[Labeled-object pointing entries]
- - - - -
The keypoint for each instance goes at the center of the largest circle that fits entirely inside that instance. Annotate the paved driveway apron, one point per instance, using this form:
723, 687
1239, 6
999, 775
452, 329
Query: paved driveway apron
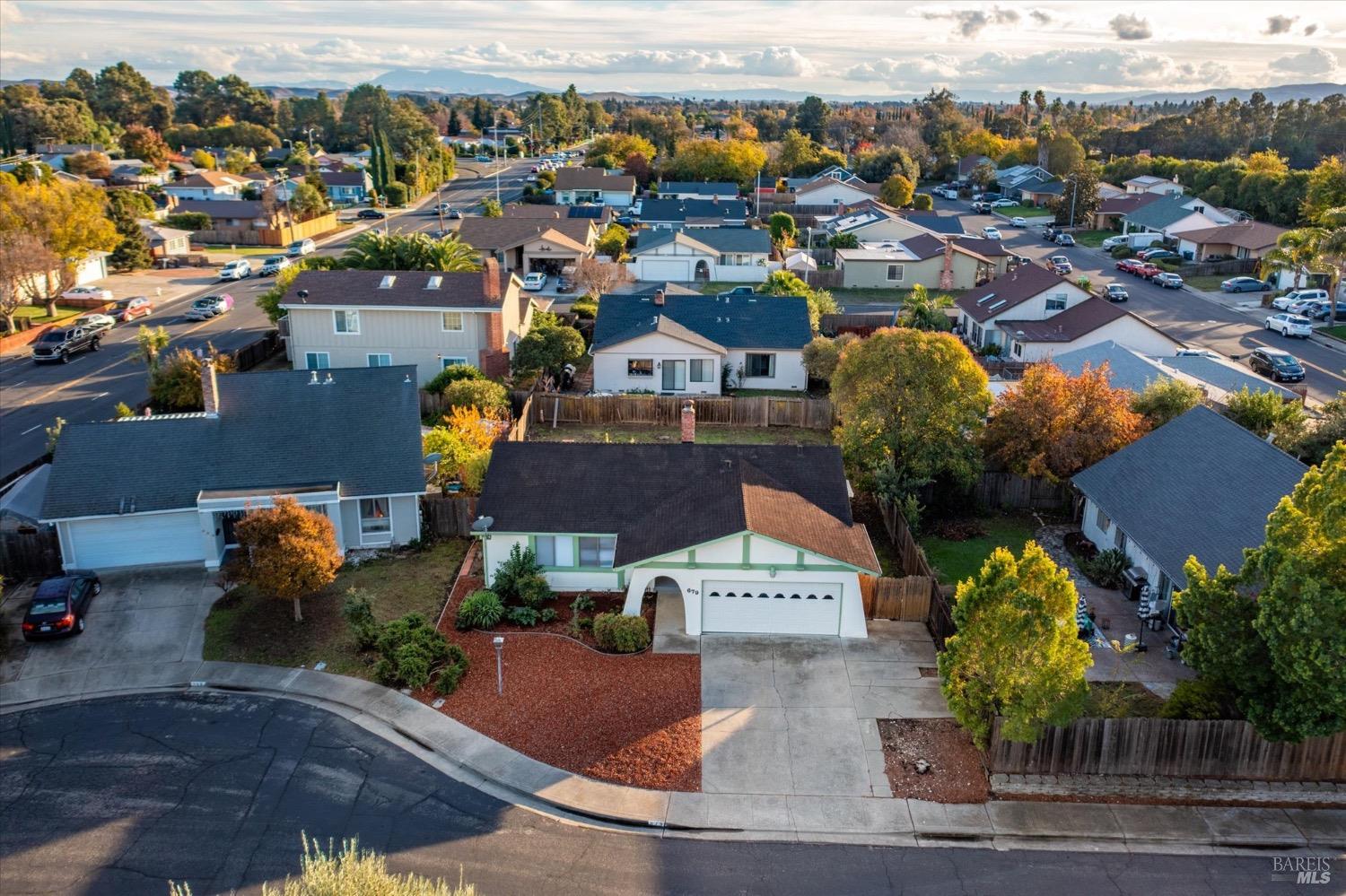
788, 715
- - - - -
Swap every "paved driveway apron" in the items above for "gravel driveway apron" and change nothing else. Leave the pictures out of your answer.

:: Written reply ::
The keypoint for each instance goes at the center of the largest circle that fits entirely inside that instance. Annotate the gravel driveway apron, one point per instance, using this form:
723, 687
1239, 6
999, 775
452, 329
Query: gravel driveway apron
788, 715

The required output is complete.